== RECORD LIST ==

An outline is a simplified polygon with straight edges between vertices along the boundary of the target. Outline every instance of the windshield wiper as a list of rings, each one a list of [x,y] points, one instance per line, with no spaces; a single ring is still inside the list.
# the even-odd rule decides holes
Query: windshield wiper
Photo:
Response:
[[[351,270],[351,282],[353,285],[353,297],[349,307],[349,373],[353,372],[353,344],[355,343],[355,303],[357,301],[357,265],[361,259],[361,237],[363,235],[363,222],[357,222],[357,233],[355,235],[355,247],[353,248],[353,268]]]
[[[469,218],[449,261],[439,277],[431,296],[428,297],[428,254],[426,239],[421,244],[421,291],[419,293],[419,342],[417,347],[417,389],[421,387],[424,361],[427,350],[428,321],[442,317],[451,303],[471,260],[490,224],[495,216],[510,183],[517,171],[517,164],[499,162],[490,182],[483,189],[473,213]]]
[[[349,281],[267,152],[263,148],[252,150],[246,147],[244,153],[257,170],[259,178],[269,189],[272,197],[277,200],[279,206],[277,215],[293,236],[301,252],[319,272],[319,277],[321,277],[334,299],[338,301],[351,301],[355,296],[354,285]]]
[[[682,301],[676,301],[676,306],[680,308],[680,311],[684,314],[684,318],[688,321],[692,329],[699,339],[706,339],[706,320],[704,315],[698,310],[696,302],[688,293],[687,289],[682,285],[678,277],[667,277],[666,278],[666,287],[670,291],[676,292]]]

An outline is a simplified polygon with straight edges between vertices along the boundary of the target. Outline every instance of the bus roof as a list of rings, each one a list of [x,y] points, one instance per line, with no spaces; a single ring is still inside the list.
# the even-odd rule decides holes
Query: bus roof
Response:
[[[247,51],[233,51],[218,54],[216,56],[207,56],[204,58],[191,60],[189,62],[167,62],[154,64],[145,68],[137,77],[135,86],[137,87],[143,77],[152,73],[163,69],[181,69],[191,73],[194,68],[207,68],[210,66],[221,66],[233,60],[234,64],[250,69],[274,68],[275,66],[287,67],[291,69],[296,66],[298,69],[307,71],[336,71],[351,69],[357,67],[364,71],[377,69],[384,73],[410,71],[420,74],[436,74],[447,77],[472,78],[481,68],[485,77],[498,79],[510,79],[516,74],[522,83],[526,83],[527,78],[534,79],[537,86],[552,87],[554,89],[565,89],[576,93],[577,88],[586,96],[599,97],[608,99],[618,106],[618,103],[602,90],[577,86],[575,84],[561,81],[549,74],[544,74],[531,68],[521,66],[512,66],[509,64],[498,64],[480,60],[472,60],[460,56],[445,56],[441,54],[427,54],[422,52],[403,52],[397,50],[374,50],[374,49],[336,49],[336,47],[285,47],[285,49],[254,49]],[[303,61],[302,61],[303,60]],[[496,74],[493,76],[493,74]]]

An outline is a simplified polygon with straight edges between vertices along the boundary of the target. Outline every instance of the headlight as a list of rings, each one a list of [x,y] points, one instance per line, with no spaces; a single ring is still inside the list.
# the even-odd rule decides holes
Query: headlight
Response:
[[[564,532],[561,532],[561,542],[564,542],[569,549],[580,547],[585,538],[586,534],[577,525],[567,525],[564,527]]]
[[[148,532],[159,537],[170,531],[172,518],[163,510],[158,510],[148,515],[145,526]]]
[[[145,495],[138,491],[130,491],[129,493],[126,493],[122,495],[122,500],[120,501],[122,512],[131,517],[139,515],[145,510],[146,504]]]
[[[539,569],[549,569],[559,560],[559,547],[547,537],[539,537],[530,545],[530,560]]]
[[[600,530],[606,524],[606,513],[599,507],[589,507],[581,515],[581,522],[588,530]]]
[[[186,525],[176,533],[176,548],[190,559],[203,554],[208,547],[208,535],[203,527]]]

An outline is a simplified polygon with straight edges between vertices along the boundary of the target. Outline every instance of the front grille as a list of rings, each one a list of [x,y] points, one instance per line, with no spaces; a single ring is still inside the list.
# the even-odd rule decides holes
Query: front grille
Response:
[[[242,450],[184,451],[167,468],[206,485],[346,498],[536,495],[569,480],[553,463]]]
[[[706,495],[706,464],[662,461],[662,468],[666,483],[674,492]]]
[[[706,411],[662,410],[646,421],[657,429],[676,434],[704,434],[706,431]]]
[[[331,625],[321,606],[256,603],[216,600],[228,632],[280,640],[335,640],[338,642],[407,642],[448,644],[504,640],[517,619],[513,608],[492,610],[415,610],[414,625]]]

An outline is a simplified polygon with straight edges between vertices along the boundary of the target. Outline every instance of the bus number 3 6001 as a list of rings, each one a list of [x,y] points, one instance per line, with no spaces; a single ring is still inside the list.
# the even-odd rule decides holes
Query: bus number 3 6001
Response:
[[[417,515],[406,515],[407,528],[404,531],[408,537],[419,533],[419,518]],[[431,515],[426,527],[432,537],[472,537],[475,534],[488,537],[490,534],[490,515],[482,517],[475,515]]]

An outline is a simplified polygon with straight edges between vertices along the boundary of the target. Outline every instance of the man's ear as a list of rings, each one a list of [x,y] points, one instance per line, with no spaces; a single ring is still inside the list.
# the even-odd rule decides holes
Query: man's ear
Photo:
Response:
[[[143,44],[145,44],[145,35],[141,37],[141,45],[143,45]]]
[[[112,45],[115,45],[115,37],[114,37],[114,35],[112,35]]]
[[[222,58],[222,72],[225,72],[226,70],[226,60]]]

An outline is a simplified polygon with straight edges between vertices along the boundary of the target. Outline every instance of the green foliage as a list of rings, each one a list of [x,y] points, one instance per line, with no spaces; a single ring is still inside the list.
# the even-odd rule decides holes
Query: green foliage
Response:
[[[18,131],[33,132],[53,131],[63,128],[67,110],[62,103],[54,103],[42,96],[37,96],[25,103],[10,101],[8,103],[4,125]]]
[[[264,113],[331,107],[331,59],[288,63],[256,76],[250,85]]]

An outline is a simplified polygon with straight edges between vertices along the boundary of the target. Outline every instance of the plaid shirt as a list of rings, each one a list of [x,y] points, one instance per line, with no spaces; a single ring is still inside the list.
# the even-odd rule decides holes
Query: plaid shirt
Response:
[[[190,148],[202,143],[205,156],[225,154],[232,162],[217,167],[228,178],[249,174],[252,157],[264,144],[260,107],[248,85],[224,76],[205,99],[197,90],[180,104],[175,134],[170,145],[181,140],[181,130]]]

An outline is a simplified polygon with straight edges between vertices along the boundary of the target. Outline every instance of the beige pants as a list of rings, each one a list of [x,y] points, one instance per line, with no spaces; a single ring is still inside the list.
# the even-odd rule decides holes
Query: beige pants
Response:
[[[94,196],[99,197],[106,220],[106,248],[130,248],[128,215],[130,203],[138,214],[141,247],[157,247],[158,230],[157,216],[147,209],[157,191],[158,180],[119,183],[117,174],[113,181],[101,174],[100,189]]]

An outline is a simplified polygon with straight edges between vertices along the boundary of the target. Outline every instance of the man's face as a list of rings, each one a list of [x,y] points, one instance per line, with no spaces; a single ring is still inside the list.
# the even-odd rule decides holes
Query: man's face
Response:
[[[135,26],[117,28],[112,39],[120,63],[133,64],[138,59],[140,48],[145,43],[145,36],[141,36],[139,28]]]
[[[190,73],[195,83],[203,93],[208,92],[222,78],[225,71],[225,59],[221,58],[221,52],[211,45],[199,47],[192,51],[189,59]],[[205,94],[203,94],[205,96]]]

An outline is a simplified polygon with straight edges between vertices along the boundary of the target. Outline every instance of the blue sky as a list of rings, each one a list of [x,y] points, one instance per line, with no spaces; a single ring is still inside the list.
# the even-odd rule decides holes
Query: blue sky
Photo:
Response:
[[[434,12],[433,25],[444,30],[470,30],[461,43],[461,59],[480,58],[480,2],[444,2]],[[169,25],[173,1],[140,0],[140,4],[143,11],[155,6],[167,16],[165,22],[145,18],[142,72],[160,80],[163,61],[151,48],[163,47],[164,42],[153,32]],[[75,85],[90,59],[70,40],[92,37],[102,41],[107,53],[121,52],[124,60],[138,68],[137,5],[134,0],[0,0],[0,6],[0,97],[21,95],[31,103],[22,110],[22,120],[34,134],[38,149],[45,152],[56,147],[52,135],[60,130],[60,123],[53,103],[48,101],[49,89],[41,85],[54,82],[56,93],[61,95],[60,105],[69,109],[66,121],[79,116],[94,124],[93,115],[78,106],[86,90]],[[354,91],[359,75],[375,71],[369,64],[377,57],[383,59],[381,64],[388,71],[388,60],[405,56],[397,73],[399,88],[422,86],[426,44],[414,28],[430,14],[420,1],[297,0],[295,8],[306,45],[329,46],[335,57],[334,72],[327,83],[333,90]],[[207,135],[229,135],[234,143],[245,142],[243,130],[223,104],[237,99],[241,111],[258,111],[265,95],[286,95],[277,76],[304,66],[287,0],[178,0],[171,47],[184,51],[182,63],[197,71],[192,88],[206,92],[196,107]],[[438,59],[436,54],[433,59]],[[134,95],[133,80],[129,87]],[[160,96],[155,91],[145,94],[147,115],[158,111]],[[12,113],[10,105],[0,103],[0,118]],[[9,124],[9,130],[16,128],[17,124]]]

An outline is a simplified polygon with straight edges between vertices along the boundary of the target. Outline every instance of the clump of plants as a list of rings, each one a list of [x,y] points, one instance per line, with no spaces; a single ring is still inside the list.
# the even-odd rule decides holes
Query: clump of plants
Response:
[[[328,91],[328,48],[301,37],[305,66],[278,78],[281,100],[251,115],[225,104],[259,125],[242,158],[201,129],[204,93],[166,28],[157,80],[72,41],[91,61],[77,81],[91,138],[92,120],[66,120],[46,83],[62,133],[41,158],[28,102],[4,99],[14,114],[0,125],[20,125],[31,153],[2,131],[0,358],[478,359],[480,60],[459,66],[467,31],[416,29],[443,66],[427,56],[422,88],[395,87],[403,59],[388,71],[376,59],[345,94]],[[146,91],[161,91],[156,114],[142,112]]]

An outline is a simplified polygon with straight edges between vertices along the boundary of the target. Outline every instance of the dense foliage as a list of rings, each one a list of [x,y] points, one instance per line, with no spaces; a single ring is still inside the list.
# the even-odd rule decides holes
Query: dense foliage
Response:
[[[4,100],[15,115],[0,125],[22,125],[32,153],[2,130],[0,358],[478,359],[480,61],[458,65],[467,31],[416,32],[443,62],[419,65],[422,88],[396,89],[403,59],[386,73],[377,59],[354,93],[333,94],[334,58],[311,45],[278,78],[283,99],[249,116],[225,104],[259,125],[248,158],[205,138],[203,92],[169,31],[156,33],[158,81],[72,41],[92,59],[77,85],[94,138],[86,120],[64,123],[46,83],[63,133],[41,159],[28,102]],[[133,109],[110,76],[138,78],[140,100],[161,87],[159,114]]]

===

### DIRECTION
Everything from the line containing "of the dense" through the last line of the records must be given again exactly; leave out all other lines.

### TASK OUTPUT
An outline is a simplified polygon with straight edges between vertices along the boundary of the target. Outline every instance of the dense foliage as a list of rings, each one a list of [x,y] points, one instance per line, with no spaces; a single ring is still inside the list.
# the even-odd rule decides holes
Query: dense foliage
Response:
[[[4,100],[15,115],[0,125],[22,125],[32,153],[2,130],[0,358],[478,359],[480,61],[458,65],[467,31],[416,32],[443,62],[419,65],[422,88],[396,89],[403,59],[386,73],[377,59],[354,93],[333,94],[334,58],[311,45],[278,78],[283,99],[249,116],[225,104],[259,125],[248,158],[205,138],[203,92],[169,31],[156,33],[158,81],[72,41],[92,59],[77,85],[94,138],[86,120],[64,123],[46,83],[63,133],[41,159],[28,102]],[[133,109],[110,76],[138,78],[140,100],[161,87],[159,114]]]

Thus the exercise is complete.